Task requirements.
State how many lines of the records below contain the string "correct", matching case exactly, and give only that number.

Dataset records.

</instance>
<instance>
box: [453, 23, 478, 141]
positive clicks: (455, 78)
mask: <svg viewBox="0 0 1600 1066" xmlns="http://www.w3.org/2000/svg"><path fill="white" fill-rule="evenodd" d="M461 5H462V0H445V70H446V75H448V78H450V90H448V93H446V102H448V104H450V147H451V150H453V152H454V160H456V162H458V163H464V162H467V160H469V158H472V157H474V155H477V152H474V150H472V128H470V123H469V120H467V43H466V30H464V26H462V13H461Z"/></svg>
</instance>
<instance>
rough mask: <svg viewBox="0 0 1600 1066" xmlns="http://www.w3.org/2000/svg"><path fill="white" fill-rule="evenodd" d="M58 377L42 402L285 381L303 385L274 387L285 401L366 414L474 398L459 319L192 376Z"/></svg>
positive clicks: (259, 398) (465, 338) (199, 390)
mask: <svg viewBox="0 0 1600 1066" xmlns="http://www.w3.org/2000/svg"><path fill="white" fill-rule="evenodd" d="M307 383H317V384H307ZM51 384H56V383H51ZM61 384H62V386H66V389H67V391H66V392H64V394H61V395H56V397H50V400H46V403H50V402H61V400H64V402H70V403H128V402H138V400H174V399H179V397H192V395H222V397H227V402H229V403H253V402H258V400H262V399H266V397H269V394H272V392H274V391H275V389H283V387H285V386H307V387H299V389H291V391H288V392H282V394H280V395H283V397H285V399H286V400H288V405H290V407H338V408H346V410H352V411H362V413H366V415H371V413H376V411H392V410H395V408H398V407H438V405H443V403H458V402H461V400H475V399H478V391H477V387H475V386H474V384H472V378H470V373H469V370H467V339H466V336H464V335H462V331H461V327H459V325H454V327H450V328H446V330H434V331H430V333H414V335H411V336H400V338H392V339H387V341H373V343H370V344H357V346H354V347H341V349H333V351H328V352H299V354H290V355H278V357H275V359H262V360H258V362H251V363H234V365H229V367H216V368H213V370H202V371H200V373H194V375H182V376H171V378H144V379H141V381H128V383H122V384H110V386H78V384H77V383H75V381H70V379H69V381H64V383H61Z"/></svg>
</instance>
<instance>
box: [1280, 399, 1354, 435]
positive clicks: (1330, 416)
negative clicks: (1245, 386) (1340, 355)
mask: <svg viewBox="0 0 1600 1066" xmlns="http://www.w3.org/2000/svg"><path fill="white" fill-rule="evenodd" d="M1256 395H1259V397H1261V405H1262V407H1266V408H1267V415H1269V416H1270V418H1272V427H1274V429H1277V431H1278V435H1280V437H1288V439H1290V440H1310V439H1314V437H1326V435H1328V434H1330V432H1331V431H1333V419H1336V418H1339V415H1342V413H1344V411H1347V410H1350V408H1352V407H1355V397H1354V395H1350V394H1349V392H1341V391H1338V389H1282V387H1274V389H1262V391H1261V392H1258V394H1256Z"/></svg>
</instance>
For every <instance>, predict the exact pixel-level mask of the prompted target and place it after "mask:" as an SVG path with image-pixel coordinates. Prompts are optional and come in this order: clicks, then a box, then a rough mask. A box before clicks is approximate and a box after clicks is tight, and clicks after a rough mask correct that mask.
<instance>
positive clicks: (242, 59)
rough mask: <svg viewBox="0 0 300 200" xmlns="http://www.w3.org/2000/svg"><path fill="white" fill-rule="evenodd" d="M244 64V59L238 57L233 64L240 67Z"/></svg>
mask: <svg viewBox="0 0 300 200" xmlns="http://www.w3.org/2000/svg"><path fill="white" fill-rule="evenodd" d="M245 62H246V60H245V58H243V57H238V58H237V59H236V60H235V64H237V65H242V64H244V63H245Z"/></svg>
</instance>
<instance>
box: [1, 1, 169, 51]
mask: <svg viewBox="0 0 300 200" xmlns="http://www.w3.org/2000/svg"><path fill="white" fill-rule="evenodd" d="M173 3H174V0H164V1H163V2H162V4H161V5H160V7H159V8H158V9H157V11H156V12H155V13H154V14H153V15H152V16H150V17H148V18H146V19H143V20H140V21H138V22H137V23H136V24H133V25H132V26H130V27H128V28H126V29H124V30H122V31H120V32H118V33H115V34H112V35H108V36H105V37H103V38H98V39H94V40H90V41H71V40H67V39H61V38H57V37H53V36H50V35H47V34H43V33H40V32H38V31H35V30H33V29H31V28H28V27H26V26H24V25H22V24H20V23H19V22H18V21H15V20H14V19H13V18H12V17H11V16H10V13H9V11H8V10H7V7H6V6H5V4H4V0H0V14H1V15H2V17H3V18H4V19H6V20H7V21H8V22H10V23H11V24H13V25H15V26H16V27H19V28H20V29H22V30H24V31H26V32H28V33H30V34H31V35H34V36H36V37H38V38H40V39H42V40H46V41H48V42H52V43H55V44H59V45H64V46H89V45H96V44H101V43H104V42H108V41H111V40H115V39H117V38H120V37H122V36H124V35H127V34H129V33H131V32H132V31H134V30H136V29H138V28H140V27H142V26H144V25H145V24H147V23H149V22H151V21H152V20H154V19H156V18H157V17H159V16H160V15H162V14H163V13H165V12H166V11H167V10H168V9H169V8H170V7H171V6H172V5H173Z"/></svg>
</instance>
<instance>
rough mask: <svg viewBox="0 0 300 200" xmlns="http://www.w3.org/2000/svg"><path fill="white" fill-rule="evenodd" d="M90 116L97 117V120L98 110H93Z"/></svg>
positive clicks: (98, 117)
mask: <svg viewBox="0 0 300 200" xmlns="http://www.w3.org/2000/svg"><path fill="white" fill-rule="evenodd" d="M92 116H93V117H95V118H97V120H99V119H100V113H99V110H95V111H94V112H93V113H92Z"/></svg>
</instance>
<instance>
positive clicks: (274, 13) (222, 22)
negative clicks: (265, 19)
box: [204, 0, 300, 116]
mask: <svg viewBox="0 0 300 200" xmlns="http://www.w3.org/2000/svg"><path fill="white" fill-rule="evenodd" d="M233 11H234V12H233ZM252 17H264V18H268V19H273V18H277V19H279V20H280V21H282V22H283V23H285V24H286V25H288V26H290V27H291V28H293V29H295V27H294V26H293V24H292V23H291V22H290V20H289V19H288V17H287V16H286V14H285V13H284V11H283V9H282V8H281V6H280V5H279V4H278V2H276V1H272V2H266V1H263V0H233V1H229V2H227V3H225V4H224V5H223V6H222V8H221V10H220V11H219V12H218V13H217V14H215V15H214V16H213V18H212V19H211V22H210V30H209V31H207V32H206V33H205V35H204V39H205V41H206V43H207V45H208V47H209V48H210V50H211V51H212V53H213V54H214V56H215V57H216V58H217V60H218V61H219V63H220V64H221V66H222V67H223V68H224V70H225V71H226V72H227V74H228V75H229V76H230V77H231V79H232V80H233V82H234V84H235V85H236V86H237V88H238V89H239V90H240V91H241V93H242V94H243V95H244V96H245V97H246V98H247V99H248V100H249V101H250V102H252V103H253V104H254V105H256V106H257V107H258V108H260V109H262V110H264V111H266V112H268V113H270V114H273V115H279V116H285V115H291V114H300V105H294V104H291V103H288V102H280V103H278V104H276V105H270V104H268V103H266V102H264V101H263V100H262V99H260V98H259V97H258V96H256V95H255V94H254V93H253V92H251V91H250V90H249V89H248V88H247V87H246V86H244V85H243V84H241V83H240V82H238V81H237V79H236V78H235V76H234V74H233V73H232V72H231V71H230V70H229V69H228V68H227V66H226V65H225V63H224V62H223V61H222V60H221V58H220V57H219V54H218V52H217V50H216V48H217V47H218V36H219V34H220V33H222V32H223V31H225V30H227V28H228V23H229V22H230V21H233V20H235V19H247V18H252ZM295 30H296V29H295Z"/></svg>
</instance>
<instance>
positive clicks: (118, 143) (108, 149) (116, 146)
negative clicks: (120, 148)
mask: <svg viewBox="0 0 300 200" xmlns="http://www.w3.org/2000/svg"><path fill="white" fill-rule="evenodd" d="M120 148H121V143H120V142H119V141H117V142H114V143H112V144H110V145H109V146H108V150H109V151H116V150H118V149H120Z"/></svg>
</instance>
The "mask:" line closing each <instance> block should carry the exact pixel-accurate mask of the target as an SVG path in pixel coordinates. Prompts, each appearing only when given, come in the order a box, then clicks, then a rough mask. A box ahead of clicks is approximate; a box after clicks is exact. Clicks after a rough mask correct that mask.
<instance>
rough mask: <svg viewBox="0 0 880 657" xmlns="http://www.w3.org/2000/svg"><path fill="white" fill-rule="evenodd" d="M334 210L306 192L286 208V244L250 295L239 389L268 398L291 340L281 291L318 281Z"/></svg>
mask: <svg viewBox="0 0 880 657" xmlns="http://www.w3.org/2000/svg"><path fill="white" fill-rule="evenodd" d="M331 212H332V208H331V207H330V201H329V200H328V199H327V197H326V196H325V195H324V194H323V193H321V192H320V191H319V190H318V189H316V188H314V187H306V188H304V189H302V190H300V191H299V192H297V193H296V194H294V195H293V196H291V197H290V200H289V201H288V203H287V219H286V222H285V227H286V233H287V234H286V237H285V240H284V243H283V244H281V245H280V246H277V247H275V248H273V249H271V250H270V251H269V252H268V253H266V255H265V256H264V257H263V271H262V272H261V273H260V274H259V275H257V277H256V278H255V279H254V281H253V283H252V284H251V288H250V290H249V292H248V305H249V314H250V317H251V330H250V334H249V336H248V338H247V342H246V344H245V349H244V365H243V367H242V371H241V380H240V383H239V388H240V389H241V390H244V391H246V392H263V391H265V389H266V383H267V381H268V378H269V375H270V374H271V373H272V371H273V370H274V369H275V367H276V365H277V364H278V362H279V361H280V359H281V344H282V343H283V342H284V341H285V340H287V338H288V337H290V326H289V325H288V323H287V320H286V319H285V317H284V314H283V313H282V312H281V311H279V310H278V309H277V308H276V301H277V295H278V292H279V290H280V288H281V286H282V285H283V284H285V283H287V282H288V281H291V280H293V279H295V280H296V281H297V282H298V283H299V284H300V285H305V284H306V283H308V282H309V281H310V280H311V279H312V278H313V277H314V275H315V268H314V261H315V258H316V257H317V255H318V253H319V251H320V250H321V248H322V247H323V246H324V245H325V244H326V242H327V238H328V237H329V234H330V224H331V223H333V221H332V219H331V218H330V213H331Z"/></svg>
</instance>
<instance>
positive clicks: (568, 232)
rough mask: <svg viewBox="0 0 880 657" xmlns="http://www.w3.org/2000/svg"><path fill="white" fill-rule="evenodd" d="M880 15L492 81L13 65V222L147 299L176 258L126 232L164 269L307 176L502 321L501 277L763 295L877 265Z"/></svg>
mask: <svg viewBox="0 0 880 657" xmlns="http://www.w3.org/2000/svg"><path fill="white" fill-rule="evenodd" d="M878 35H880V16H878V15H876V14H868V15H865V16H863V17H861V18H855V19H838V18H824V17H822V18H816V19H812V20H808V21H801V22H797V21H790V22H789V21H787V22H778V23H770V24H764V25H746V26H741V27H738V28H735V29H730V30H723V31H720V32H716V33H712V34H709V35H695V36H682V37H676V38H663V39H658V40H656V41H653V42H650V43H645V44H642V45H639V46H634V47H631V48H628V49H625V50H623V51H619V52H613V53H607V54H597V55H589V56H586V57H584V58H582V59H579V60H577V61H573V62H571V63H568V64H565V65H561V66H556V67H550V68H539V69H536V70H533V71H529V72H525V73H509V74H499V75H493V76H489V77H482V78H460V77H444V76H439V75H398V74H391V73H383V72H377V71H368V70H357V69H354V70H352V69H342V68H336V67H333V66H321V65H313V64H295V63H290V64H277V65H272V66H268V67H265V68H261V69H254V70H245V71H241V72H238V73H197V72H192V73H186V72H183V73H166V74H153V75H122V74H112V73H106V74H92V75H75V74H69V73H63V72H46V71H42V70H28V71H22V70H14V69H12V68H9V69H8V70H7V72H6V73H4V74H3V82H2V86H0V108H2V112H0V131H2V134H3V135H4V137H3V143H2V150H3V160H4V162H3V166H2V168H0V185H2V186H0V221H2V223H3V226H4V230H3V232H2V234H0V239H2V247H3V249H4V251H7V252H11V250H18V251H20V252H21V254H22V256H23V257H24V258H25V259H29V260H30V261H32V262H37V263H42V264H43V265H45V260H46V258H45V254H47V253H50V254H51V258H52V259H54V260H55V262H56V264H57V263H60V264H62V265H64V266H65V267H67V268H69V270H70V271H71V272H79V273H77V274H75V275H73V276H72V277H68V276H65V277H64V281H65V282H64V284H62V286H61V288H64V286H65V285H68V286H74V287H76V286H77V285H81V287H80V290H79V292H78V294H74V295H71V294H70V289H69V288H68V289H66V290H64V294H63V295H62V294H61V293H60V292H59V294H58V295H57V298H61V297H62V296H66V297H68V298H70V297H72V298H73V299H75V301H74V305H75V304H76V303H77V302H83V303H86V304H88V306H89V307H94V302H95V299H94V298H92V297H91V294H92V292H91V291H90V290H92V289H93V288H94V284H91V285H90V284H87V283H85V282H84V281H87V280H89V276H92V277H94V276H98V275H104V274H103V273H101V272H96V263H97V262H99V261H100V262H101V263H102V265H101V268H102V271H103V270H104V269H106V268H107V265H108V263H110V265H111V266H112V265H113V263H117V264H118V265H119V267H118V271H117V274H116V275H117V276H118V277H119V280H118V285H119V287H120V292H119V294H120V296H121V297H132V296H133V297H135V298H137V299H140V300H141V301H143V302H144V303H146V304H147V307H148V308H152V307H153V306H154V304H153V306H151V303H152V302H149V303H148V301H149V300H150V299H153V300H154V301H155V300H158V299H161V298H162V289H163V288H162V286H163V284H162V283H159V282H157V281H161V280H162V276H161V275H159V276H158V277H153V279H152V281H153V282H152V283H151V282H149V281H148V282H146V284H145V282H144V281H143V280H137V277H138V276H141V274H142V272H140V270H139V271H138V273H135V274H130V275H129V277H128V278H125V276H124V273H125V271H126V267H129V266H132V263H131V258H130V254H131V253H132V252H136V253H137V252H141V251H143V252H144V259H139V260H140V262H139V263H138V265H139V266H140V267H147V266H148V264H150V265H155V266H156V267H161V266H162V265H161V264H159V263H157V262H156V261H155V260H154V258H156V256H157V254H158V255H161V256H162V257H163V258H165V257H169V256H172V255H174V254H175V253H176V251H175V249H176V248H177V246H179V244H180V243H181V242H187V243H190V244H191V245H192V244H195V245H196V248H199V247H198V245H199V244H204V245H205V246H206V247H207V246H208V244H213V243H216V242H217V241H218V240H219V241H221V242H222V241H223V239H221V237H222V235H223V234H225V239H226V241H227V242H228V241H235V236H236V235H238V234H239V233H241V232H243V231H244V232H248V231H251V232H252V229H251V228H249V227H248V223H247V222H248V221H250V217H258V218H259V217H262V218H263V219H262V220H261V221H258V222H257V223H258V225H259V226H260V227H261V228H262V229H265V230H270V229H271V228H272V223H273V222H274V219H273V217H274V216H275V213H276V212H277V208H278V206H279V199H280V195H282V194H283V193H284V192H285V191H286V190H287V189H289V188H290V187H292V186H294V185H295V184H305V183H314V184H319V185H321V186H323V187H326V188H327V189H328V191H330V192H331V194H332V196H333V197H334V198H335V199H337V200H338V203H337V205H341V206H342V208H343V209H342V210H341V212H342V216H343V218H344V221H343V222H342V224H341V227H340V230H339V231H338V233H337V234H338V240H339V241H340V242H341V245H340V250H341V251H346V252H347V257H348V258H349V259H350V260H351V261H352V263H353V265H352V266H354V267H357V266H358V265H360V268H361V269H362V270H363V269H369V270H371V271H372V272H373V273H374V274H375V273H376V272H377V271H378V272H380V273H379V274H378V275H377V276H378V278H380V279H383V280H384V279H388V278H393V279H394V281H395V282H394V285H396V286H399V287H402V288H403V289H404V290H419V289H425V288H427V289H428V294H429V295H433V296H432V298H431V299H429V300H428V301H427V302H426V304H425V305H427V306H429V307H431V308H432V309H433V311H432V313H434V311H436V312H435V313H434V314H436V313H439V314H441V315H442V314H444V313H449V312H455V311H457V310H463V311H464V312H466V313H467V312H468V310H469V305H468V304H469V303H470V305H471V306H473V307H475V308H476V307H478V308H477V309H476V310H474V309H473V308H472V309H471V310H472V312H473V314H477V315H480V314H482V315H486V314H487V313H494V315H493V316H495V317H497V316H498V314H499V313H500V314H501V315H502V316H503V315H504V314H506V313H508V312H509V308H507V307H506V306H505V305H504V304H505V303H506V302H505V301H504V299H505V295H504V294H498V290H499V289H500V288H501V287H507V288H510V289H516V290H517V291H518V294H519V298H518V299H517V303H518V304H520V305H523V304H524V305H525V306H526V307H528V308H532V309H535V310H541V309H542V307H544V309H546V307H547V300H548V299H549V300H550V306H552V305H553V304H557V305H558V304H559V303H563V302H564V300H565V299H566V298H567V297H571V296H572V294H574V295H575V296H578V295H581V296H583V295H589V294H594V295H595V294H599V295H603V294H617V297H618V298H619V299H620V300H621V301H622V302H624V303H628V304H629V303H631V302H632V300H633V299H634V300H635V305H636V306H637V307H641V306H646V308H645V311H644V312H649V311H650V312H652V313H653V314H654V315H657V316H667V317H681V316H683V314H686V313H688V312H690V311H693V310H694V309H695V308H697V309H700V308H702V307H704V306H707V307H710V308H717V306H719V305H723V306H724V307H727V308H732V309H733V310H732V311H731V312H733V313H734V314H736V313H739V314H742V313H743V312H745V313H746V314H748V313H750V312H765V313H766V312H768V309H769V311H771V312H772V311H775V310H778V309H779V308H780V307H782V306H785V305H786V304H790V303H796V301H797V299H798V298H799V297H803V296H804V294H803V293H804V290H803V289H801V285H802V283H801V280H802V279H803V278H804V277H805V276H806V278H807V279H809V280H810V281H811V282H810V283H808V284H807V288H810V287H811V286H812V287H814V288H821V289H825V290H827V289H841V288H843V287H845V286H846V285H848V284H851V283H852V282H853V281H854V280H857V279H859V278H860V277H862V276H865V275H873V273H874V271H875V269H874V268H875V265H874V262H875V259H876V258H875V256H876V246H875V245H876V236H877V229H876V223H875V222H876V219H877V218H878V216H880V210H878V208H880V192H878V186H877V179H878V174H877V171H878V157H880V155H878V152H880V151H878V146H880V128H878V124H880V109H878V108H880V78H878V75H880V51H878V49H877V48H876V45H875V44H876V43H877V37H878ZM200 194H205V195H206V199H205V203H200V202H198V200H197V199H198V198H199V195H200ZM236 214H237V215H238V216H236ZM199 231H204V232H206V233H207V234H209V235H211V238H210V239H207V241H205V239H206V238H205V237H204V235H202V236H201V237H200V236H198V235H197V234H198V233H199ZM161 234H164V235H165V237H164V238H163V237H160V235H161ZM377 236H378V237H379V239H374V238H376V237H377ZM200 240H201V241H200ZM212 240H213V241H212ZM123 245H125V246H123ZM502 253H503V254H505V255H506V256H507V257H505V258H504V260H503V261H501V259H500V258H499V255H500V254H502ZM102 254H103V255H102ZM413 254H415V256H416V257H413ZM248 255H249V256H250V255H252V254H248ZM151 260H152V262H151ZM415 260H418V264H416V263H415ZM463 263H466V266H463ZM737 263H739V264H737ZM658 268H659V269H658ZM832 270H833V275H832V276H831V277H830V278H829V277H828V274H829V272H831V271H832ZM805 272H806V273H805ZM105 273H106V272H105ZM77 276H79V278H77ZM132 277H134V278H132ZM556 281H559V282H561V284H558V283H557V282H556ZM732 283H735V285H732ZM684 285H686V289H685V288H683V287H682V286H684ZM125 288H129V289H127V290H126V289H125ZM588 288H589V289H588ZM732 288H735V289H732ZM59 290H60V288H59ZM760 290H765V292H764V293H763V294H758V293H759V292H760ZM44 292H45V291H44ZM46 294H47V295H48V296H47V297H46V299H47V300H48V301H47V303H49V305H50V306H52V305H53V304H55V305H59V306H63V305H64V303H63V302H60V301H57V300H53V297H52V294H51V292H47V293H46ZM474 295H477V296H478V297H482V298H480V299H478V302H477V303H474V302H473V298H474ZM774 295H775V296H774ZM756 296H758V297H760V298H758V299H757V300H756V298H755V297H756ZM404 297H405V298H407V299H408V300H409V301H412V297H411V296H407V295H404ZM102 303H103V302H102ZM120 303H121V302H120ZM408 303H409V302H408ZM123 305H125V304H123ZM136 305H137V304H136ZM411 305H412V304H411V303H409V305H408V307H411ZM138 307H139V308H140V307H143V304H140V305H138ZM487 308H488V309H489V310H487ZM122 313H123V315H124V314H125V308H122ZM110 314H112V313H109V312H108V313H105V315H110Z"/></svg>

Solution for this problem.
2